**SELECTED EXTRACT**.
..........

The Federal Open Market Committee is expected to hold interest rates unchanged and announce no changes to its asset purchases when the decision is released at 2 p.m ET. Robertson Stephens Wealth Management chief economist Jeanette Garretty expects the central bank to continue to avoid announcing a concrete plan to change its bond-buying program.

“This FOMC meeting is likely to be the most important step, signaling to markets that the reduction of QE is conclusively on the discussion agenda, while avoiding any indication of ‘when’ or ‘how,'” she said. “I believe that economic conditions allow, perhaps require, the Fed to scale back QE but I believe that the Fed wishes to still keep this action firmly in ‘maybe’ territory. As such, the wordsmithing of the meeting announcements will be considerable – and tricky.”

Here’s where US indexes stood at the 9:30 a.m. ET open on tk:

The Fed is also expected to speak on the state of the US economy.

“In the last meeting, there was an expression of cautious optimism. In this meeting, I would expect the language to be more one of confirmed optimism, albeit continuing to emphasize the still-large number of unemployed and partially employed and the incomplete vaccination of the population. Investors may be looking for some statement regarding inflation, but I believe the Fed will maintain its viewpoint that current price pressures are transitory,” Garretty added.

..........

**LISTED ENTRIES**.
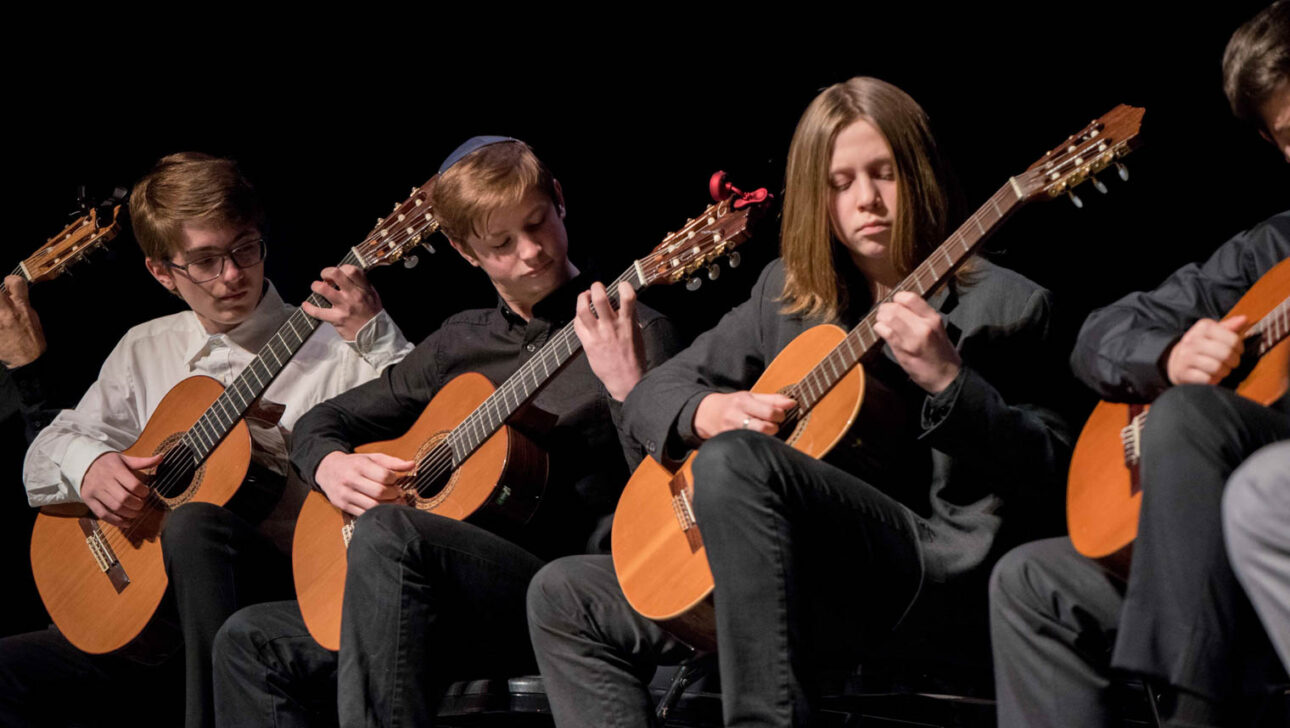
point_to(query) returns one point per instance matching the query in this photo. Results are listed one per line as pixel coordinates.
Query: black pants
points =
(1059, 622)
(427, 600)
(812, 566)
(217, 563)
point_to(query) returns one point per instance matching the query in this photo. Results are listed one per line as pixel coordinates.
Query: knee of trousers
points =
(190, 532)
(730, 469)
(1249, 510)
(1186, 416)
(552, 598)
(235, 640)
(381, 536)
(1015, 582)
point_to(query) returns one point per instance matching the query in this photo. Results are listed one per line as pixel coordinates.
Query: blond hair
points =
(485, 181)
(190, 187)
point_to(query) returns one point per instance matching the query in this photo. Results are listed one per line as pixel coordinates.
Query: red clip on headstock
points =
(720, 189)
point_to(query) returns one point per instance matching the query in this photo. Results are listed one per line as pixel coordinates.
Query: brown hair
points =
(813, 258)
(485, 181)
(190, 187)
(1257, 61)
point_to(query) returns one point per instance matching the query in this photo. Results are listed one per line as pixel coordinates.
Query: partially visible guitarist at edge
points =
(815, 566)
(1059, 621)
(428, 599)
(199, 222)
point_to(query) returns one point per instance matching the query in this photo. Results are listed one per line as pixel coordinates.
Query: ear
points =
(465, 251)
(160, 271)
(559, 199)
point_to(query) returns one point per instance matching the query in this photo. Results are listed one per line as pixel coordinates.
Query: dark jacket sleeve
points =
(379, 409)
(975, 422)
(1121, 347)
(662, 341)
(659, 412)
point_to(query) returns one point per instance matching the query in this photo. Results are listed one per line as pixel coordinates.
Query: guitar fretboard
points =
(528, 380)
(934, 271)
(250, 384)
(1272, 328)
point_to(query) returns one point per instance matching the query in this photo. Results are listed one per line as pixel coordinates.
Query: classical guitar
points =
(657, 545)
(70, 245)
(470, 464)
(1103, 492)
(102, 584)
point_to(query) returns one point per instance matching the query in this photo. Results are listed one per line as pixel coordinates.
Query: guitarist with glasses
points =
(199, 222)
(430, 599)
(1061, 621)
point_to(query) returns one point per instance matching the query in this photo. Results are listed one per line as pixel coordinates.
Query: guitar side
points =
(505, 474)
(661, 560)
(102, 609)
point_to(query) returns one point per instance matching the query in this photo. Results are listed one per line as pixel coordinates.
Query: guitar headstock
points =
(715, 232)
(1082, 155)
(409, 225)
(84, 234)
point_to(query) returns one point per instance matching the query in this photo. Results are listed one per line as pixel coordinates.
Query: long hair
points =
(813, 257)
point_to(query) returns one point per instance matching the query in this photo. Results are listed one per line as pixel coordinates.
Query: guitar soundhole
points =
(176, 476)
(435, 475)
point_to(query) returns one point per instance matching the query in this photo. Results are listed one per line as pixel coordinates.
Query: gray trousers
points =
(1257, 525)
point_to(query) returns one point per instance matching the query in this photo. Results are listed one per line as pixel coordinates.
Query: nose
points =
(867, 194)
(529, 248)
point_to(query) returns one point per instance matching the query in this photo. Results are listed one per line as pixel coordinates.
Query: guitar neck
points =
(1272, 328)
(250, 384)
(528, 381)
(17, 271)
(929, 276)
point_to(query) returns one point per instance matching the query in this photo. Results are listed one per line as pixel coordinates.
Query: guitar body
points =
(501, 482)
(659, 556)
(102, 609)
(1103, 496)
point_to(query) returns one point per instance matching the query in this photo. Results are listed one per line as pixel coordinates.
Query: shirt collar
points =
(268, 316)
(557, 307)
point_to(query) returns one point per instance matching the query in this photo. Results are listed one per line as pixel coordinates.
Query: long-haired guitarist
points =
(817, 564)
(1061, 622)
(430, 599)
(199, 222)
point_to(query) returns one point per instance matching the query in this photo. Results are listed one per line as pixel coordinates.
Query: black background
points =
(336, 119)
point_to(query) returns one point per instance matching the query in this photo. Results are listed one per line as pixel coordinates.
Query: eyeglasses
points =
(209, 267)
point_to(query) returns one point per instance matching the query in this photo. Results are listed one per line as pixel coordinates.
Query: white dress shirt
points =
(154, 356)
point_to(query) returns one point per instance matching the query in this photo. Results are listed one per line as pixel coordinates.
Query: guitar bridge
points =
(347, 529)
(684, 511)
(103, 554)
(1130, 435)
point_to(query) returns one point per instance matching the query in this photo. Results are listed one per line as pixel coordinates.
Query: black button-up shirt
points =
(590, 458)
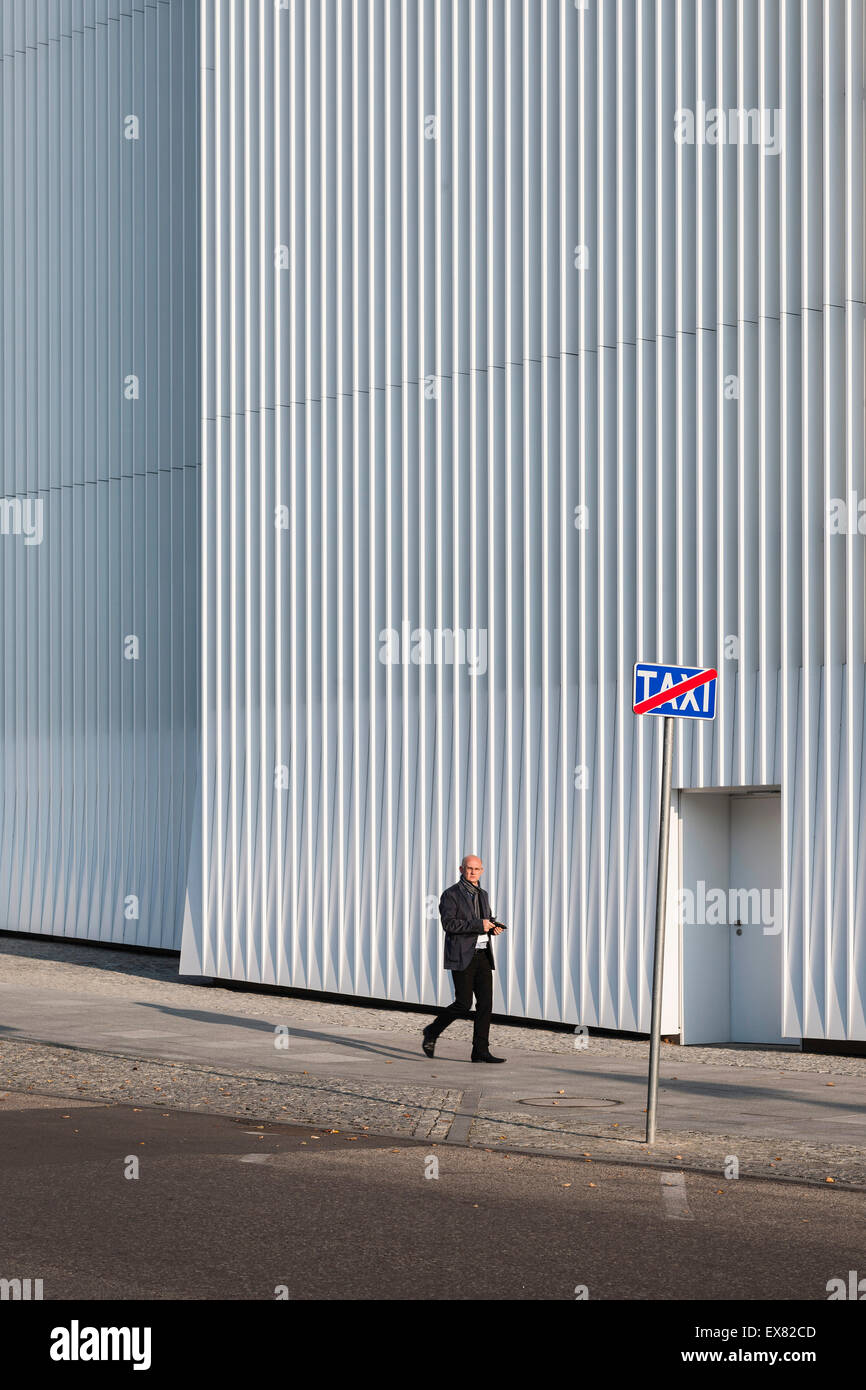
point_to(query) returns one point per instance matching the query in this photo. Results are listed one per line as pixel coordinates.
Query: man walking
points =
(469, 925)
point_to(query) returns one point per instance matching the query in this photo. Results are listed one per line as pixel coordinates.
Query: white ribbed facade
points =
(99, 231)
(460, 278)
(510, 374)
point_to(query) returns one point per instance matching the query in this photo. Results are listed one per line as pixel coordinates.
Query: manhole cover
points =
(570, 1101)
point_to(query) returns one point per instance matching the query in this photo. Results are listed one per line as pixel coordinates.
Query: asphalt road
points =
(225, 1209)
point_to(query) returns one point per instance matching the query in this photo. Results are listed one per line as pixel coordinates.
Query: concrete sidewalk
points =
(116, 1025)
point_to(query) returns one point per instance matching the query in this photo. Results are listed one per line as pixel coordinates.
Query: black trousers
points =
(477, 979)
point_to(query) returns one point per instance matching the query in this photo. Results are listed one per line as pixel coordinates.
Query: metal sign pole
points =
(655, 1039)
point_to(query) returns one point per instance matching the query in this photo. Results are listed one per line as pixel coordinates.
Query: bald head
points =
(471, 868)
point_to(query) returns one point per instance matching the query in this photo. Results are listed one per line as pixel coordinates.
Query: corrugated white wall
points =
(99, 239)
(460, 280)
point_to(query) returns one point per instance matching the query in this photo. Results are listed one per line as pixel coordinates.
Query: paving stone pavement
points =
(113, 987)
(420, 1112)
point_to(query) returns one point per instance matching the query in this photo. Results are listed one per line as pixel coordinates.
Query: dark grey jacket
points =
(462, 927)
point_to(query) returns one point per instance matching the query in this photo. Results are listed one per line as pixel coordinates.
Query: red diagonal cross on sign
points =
(663, 697)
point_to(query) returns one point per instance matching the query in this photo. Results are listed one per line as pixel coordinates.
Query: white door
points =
(755, 918)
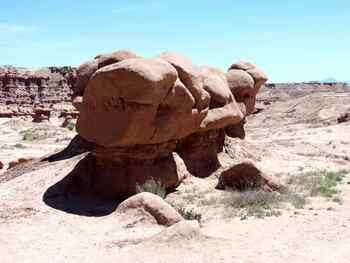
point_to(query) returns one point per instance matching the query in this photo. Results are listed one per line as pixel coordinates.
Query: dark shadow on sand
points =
(77, 146)
(57, 197)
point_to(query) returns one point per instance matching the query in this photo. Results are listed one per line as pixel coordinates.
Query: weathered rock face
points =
(22, 89)
(160, 118)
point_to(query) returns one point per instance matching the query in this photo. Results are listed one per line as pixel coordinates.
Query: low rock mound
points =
(149, 208)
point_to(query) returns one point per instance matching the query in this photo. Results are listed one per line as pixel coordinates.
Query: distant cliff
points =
(27, 87)
(21, 89)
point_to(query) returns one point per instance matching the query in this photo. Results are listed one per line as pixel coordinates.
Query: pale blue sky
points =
(290, 40)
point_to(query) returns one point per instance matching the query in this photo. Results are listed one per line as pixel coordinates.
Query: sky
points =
(300, 40)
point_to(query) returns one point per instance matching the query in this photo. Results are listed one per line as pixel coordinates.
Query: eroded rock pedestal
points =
(161, 118)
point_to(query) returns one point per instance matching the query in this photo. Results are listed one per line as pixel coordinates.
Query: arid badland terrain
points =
(269, 183)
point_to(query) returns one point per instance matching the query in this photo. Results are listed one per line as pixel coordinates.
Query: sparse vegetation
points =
(260, 204)
(190, 213)
(320, 183)
(152, 186)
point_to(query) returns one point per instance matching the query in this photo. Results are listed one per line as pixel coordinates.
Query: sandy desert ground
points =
(290, 138)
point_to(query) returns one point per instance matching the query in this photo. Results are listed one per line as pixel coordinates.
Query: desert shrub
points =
(152, 186)
(320, 183)
(190, 213)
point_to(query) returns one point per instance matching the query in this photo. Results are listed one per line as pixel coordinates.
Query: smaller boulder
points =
(149, 207)
(41, 114)
(19, 161)
(245, 176)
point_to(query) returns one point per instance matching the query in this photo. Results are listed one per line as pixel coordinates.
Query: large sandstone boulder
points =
(87, 69)
(148, 207)
(160, 118)
(245, 80)
(121, 100)
(189, 74)
(137, 101)
(223, 110)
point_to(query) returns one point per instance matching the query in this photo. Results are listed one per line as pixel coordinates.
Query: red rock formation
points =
(138, 113)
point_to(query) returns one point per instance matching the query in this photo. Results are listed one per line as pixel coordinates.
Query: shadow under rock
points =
(58, 197)
(76, 146)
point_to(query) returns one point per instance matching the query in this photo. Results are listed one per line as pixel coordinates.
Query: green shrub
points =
(152, 186)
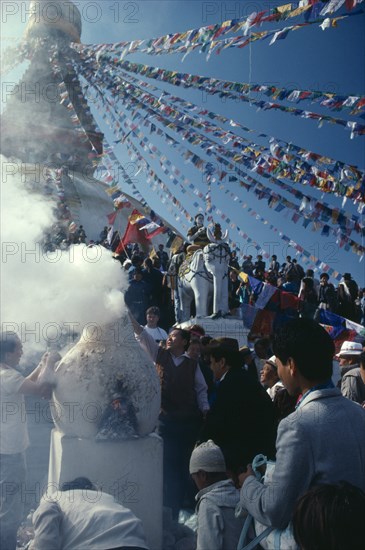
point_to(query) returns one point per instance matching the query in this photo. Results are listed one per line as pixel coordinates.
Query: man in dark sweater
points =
(241, 419)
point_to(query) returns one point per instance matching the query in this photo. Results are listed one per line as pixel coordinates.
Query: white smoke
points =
(47, 296)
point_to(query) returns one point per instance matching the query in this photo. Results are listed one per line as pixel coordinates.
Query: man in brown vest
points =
(184, 403)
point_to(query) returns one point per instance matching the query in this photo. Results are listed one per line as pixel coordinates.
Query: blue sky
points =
(310, 58)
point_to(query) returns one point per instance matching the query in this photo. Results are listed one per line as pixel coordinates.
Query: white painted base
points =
(230, 328)
(130, 470)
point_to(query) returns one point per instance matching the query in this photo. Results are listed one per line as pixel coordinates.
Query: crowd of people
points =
(222, 406)
(231, 404)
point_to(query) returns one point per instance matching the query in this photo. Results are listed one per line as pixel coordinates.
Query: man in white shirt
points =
(79, 517)
(184, 403)
(153, 317)
(14, 433)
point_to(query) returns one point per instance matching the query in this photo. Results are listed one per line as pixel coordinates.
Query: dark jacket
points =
(241, 419)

..........

**TASK DIRECTIONS**.
Can you carry on the article about the Fed's interest rate decision from its last sentence?

**ANSWER BOX**.
Michael Burry is back on Twitter and warning of the biggest market bubble in history. It seems Burry’s concerns only grew during his 10-weak hiatus from Twitter.

Initial public offerings in the US this year have already broken 2020’s record with six months still go in the year. In the first half of this year alone, IPOs have raised $171 billion, surpassing last year’s record $168 billion, with the help of the Federal Reserve’s low interest rate policies.

The low rate environment has also helped the rise of mergers and acquisitions activity, said Goldman Sachs global head of M&A structuring. In a Monday interview, David Dubner he is seeing no signs of stopping for a “superbloom” of M&A activity and separation activity.

West Texas Intermediate crude paused its rally and was down 0.2% to $71.98. Brent crude, oil’s international benchmark, climbed 0.6%, to $74.73 per barrel, at intraday highs.

Gold climbed as much as 0.1%, to $1,863 per ounce.